• **SHORT PROBLEM**: Extract every line of the material below and reproduce each one verbatim, in the same order.

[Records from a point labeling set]
>> start
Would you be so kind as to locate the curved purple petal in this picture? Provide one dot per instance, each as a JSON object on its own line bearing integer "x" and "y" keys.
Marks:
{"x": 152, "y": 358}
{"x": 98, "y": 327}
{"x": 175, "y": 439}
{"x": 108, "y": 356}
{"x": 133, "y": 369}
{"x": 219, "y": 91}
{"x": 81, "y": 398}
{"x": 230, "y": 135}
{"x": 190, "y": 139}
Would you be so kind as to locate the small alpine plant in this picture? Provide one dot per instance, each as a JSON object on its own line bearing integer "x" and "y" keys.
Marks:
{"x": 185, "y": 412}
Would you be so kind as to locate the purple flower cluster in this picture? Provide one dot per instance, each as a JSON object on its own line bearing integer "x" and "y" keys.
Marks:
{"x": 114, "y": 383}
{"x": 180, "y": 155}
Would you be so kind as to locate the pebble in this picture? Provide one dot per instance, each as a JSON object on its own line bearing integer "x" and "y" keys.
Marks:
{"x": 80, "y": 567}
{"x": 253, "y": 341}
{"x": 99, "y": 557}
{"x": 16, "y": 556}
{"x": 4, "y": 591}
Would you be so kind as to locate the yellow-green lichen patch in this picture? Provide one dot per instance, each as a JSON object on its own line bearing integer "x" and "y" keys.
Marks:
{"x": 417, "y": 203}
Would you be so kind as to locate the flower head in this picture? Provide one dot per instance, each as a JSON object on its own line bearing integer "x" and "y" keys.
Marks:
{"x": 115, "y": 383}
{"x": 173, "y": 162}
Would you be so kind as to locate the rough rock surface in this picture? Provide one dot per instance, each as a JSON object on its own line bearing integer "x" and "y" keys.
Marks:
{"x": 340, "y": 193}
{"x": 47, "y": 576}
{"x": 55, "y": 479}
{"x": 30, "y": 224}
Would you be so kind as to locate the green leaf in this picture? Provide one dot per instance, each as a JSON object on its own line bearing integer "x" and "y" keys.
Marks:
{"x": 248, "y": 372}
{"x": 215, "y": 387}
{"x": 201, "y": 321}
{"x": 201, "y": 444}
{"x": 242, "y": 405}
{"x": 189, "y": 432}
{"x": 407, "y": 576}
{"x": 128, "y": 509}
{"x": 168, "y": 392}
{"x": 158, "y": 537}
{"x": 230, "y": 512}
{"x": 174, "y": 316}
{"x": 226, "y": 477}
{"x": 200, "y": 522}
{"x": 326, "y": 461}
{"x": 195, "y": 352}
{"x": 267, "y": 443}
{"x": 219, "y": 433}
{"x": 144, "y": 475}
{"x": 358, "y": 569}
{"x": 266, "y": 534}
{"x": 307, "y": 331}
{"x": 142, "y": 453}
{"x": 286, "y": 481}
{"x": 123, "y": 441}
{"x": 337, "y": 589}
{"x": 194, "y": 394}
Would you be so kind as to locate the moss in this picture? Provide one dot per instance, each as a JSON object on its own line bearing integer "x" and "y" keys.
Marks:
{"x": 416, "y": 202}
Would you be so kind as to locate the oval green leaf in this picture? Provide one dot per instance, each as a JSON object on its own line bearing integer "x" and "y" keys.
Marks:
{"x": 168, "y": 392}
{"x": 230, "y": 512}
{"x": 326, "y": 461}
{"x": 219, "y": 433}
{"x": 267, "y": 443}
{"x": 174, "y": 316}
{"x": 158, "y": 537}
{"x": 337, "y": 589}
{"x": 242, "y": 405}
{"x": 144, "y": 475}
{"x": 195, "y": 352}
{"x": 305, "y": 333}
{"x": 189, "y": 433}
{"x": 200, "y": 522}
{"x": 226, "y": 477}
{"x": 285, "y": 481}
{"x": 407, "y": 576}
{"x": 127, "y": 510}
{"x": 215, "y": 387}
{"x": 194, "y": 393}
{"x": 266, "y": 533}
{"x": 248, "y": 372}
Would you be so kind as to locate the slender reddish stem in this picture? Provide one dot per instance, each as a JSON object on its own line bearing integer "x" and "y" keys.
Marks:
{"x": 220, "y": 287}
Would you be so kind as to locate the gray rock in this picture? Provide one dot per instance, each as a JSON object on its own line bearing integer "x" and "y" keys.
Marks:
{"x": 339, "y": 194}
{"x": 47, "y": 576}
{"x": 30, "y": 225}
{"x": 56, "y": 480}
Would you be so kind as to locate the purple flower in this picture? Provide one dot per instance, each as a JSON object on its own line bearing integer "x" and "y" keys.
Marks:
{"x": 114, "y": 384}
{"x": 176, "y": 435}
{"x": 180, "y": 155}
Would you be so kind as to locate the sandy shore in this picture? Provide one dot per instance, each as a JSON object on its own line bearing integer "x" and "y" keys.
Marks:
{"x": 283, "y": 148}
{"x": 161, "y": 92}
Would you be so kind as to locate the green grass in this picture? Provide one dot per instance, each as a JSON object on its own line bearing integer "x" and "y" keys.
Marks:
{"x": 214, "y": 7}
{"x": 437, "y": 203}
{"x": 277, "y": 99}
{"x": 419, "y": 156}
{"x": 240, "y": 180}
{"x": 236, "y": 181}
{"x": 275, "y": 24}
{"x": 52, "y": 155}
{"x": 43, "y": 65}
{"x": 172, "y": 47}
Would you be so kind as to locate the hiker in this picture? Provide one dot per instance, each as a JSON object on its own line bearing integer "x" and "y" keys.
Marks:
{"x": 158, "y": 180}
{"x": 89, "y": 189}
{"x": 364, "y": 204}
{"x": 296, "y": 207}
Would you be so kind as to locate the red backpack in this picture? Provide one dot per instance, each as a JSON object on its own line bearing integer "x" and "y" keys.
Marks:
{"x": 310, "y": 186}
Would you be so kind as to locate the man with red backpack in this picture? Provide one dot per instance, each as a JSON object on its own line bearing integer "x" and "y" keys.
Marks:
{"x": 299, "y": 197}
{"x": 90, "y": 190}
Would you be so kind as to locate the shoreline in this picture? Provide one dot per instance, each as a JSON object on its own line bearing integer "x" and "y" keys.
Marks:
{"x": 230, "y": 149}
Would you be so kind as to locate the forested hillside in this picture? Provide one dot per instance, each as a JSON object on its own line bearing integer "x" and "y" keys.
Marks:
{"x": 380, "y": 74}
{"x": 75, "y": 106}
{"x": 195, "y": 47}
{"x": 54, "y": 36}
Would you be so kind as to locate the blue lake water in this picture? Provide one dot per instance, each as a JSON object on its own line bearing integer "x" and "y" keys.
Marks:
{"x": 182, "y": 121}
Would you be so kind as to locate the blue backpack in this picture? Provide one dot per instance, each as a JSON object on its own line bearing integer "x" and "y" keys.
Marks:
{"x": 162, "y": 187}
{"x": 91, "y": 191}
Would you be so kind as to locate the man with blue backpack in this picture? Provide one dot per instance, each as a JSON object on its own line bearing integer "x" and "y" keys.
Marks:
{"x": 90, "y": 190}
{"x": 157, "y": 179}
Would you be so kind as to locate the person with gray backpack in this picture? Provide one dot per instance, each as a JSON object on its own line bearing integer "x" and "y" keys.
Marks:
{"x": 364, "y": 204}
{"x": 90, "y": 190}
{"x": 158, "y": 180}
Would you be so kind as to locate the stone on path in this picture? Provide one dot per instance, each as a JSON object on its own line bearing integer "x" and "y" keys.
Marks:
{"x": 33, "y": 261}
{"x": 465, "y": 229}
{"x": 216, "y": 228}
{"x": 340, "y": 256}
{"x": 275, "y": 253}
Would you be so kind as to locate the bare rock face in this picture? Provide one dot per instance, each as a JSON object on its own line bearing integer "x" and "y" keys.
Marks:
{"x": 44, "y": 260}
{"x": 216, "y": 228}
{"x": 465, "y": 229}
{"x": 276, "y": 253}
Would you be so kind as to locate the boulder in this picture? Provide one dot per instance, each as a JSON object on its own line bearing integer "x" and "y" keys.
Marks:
>> end
• **SOLUTION FOR THIS PROBLEM**:
Would you be so kind as to locate the curved purple petal in this picture? Provide one dot per instance, each as a JSON object on its own line bearing integer "x" and "y" keys.
Marks:
{"x": 152, "y": 358}
{"x": 98, "y": 327}
{"x": 175, "y": 439}
{"x": 108, "y": 356}
{"x": 133, "y": 369}
{"x": 219, "y": 91}
{"x": 81, "y": 398}
{"x": 230, "y": 135}
{"x": 190, "y": 139}
Would you be so kind as to locate the small alpine plant in this picture? Provide one dot per instance, each as a JSON object on its own line bearing integer "x" and "y" keys.
Marks:
{"x": 185, "y": 412}
Would you be so kind as to locate the purple flower cluster in this picture? Provide one dot per instance, each as a JSON object on its own line bearing integer "x" and "y" keys.
Marks:
{"x": 114, "y": 383}
{"x": 180, "y": 155}
Would you be so kind as to locate the pebble in this picture? Provide one dot per instance, each as a JSON object on its own line bearing integer "x" and "y" keys.
Marks:
{"x": 80, "y": 567}
{"x": 253, "y": 341}
{"x": 99, "y": 557}
{"x": 16, "y": 556}
{"x": 4, "y": 591}
Would you be so kind as to locate the yellow-green lichen patch in this picture? Provide one dot per instance, each as a JSON object on its own line bearing integer "x" and "y" keys.
Marks:
{"x": 417, "y": 203}
Would you be so kind as to locate the flower head in this picture? Provide one dot per instance, each as a JSON object on its own line bearing integer "x" and "y" keys.
Marks:
{"x": 115, "y": 383}
{"x": 173, "y": 162}
Would you be so kind as to locate the rough rock surface in this picture? Provide one dot per instance, each as a JSON object on its own line bearing integer "x" and "y" keys.
Marks:
{"x": 340, "y": 193}
{"x": 47, "y": 576}
{"x": 55, "y": 479}
{"x": 30, "y": 224}
Would you be so kind as to locate the green leaf in this picture? Provide one dot per instance, each as a JSON object on its own line bearing integer "x" and "y" keys.
Marks:
{"x": 248, "y": 372}
{"x": 215, "y": 387}
{"x": 201, "y": 321}
{"x": 201, "y": 444}
{"x": 242, "y": 405}
{"x": 189, "y": 432}
{"x": 407, "y": 576}
{"x": 128, "y": 509}
{"x": 168, "y": 392}
{"x": 158, "y": 537}
{"x": 230, "y": 512}
{"x": 174, "y": 316}
{"x": 226, "y": 477}
{"x": 200, "y": 522}
{"x": 326, "y": 461}
{"x": 195, "y": 352}
{"x": 267, "y": 443}
{"x": 219, "y": 433}
{"x": 144, "y": 475}
{"x": 358, "y": 569}
{"x": 266, "y": 534}
{"x": 307, "y": 331}
{"x": 142, "y": 453}
{"x": 286, "y": 481}
{"x": 123, "y": 441}
{"x": 337, "y": 589}
{"x": 194, "y": 394}
Would you be so kind as to locate the moss in this picture? Provide one dot per instance, each as a JSON object on its own line bearing integer "x" and "y" keys.
Marks:
{"x": 416, "y": 202}
Would you be so kind as to locate the oval green leaf in this picture? Provide one dot per instance, each as a JSON object on its own line bearing integer "x" and "y" keys.
Marks:
{"x": 168, "y": 392}
{"x": 230, "y": 512}
{"x": 326, "y": 461}
{"x": 219, "y": 433}
{"x": 267, "y": 443}
{"x": 174, "y": 316}
{"x": 158, "y": 537}
{"x": 337, "y": 589}
{"x": 242, "y": 405}
{"x": 144, "y": 475}
{"x": 195, "y": 352}
{"x": 305, "y": 333}
{"x": 189, "y": 433}
{"x": 200, "y": 522}
{"x": 226, "y": 477}
{"x": 285, "y": 481}
{"x": 407, "y": 576}
{"x": 127, "y": 510}
{"x": 215, "y": 387}
{"x": 194, "y": 393}
{"x": 266, "y": 533}
{"x": 248, "y": 372}
Would you be so kind as to locate the slender reddish stem in this picture? Provide one dot per instance, each as a JSON object on its own line bearing integer "x" and "y" keys.
Marks:
{"x": 220, "y": 287}
Would you be so kind as to locate the gray rock in this picture? Provide one dot per instance, each as a JSON object on its own line bearing integer "x" and "y" keys.
Marks:
{"x": 339, "y": 194}
{"x": 47, "y": 576}
{"x": 30, "y": 225}
{"x": 56, "y": 480}
Would you be so kind as to locate the purple flower in this picture? Provide one dot per instance, each as a JSON object on its own line bearing integer "x" and "y" keys.
Marks:
{"x": 114, "y": 384}
{"x": 176, "y": 435}
{"x": 180, "y": 155}
Would you be so kind as to locate the sandy shore in this picture? Provide one dot per instance, each as a JSON object on its own line bearing integer "x" and "y" keys.
Marks:
{"x": 283, "y": 148}
{"x": 161, "y": 92}
Would you be so kind as to locate the green grass in this picture? Provide one dot per instance, each as a JSON object on its own line bearing integer "x" and "y" keys.
Marks:
{"x": 214, "y": 7}
{"x": 437, "y": 203}
{"x": 277, "y": 99}
{"x": 419, "y": 156}
{"x": 240, "y": 180}
{"x": 236, "y": 181}
{"x": 275, "y": 24}
{"x": 52, "y": 155}
{"x": 43, "y": 65}
{"x": 172, "y": 47}
Would you be so kind as to locate the hiker in this picture? Provide one dot per instance, each as a JSON object on its own line bearing integer "x" and "y" keys.
Marks:
{"x": 158, "y": 180}
{"x": 89, "y": 189}
{"x": 364, "y": 204}
{"x": 296, "y": 207}
Would you be so kind as to locate the red backpack in this picture? Provide one dot per instance, each as a JSON object on its own line bearing integer "x" and "y" keys.
Marks:
{"x": 310, "y": 186}
Would you be so kind as to locate the man with red backpack in this picture? Provide one dot per instance, each as a JSON object on its own line bearing integer "x" and "y" keys.
Marks:
{"x": 299, "y": 197}
{"x": 90, "y": 190}
Would you be so kind as to locate the shoreline in this picture? Provide one dot per instance, each as a JSON object on its own line bearing integer "x" and "y" keys.
Marks:
{"x": 230, "y": 149}
Would you be so kind as to locate the forested hillside in this picture? Provide one dot per instance, each as a JSON object on its own line bearing integer "x" and "y" keys.
Marks:
{"x": 380, "y": 74}
{"x": 75, "y": 106}
{"x": 195, "y": 47}
{"x": 54, "y": 36}
Would you be so kind as to locate the blue lake water in this picture? Provide one dot per instance, each as a JSON object on its own line bearing integer "x" and "y" keys.
Marks:
{"x": 182, "y": 121}
Would you be so kind as to locate the blue backpack in this picture? Provide one dot per instance, each as a JSON object on its own line bearing integer "x" and "y" keys.
Marks:
{"x": 162, "y": 187}
{"x": 91, "y": 191}
Would you be so kind as to locate the man with blue backpack in this picture? Provide one dot per instance, each as a JSON object on its own line bearing integer "x" and "y" keys.
Marks:
{"x": 90, "y": 190}
{"x": 157, "y": 179}
Would you be so kind as to locate the person with gray backpack in this picture? Provide one dot per instance, each as a JSON object on its own line bearing integer "x" and "y" keys.
Marks:
{"x": 364, "y": 204}
{"x": 90, "y": 190}
{"x": 158, "y": 180}
Would you be so kind as to locate the stone on path in this picture? Provide one dot per instance, each as a JSON object on its own line bearing integer "x" and "y" keys.
Marks:
{"x": 33, "y": 261}
{"x": 465, "y": 229}
{"x": 216, "y": 228}
{"x": 340, "y": 256}
{"x": 275, "y": 253}
Would you be so kind as to locate the bare rock face in this picture? Provide one dot per instance, each as a JSON object on its own line bearing integer "x" and "y" keys.
Marks:
{"x": 44, "y": 260}
{"x": 216, "y": 228}
{"x": 465, "y": 229}
{"x": 276, "y": 253}
Would you be so kind as to locate the boulder in this picture? Provide one dot per instance, each as a JSON object on its own line bearing integer "x" and "y" keys.
Marks:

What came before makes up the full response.